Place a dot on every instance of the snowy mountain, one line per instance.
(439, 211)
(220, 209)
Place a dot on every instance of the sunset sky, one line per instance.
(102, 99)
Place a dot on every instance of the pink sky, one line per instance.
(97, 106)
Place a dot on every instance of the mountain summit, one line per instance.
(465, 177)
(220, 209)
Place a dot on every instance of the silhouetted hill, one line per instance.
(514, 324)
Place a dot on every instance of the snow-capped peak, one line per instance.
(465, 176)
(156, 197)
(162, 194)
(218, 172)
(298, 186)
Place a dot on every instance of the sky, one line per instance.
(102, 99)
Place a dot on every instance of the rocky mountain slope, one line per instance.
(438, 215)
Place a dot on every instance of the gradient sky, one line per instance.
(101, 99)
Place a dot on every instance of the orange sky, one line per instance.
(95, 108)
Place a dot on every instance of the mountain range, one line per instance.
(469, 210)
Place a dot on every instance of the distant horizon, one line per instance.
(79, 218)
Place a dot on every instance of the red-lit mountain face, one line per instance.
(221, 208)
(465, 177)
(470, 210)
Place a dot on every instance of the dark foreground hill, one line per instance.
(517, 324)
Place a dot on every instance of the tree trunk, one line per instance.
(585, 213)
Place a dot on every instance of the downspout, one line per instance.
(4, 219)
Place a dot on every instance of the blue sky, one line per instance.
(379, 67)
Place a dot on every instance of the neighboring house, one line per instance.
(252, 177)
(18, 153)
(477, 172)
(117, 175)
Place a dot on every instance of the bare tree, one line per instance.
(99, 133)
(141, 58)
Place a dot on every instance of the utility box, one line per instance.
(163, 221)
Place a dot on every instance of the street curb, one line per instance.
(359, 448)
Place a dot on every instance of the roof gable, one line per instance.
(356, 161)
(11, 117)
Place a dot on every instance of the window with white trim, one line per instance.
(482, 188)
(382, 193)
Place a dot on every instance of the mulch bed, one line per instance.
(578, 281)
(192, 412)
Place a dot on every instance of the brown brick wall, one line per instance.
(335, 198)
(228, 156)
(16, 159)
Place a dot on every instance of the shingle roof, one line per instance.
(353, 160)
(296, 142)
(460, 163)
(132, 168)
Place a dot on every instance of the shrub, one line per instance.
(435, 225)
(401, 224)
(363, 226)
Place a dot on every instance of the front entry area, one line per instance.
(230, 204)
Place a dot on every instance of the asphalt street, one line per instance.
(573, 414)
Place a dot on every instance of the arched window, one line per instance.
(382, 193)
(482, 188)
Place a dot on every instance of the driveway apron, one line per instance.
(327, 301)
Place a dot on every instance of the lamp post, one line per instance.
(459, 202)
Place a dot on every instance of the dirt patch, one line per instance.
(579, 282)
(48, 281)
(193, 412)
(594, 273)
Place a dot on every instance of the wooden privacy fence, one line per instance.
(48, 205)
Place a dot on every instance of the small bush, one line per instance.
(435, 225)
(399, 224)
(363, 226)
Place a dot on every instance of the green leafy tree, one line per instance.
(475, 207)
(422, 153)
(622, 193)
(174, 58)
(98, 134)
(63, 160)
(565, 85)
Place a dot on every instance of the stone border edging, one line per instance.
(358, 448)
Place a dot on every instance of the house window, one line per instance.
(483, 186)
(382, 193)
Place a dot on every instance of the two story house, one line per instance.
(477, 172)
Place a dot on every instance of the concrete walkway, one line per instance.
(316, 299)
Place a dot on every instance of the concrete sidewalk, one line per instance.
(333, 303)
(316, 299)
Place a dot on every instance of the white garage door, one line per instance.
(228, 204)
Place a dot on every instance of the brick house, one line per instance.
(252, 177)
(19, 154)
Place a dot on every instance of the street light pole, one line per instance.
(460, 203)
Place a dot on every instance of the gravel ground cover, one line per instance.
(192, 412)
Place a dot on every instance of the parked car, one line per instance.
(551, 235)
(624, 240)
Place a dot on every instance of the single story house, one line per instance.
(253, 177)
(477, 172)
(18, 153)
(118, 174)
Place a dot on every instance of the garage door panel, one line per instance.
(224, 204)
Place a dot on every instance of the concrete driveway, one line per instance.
...
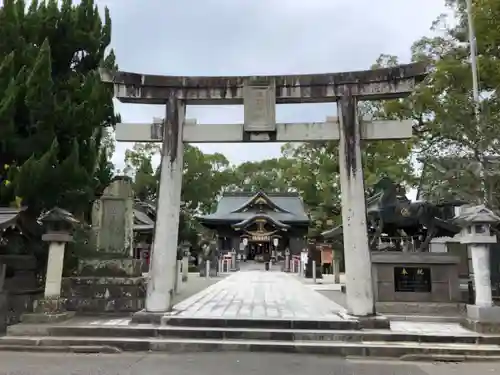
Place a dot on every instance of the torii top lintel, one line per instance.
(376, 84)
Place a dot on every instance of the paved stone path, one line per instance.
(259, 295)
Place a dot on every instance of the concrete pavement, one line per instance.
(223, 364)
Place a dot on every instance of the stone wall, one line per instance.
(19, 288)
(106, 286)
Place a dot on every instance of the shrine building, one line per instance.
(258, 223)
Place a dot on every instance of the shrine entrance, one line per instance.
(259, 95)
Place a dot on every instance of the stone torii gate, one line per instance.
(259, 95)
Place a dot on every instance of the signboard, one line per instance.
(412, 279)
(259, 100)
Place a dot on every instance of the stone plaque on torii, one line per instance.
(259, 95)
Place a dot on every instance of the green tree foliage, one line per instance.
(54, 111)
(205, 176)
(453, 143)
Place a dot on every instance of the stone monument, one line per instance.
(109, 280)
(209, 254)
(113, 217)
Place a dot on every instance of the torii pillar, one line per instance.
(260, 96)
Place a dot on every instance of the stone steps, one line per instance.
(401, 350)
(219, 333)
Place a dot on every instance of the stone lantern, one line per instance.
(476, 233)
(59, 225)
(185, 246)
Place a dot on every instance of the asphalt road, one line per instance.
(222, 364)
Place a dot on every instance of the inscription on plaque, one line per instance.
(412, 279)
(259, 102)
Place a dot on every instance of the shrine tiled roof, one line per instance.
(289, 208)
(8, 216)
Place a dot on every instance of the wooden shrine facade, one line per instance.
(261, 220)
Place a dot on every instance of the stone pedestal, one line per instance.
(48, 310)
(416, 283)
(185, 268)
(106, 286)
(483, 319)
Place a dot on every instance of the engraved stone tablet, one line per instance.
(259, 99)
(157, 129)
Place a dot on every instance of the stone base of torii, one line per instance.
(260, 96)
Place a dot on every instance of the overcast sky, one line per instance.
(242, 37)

#### [Exercise brief]
How many rows above contain the word "green"? Give only the number.

#### [Result of the task]
2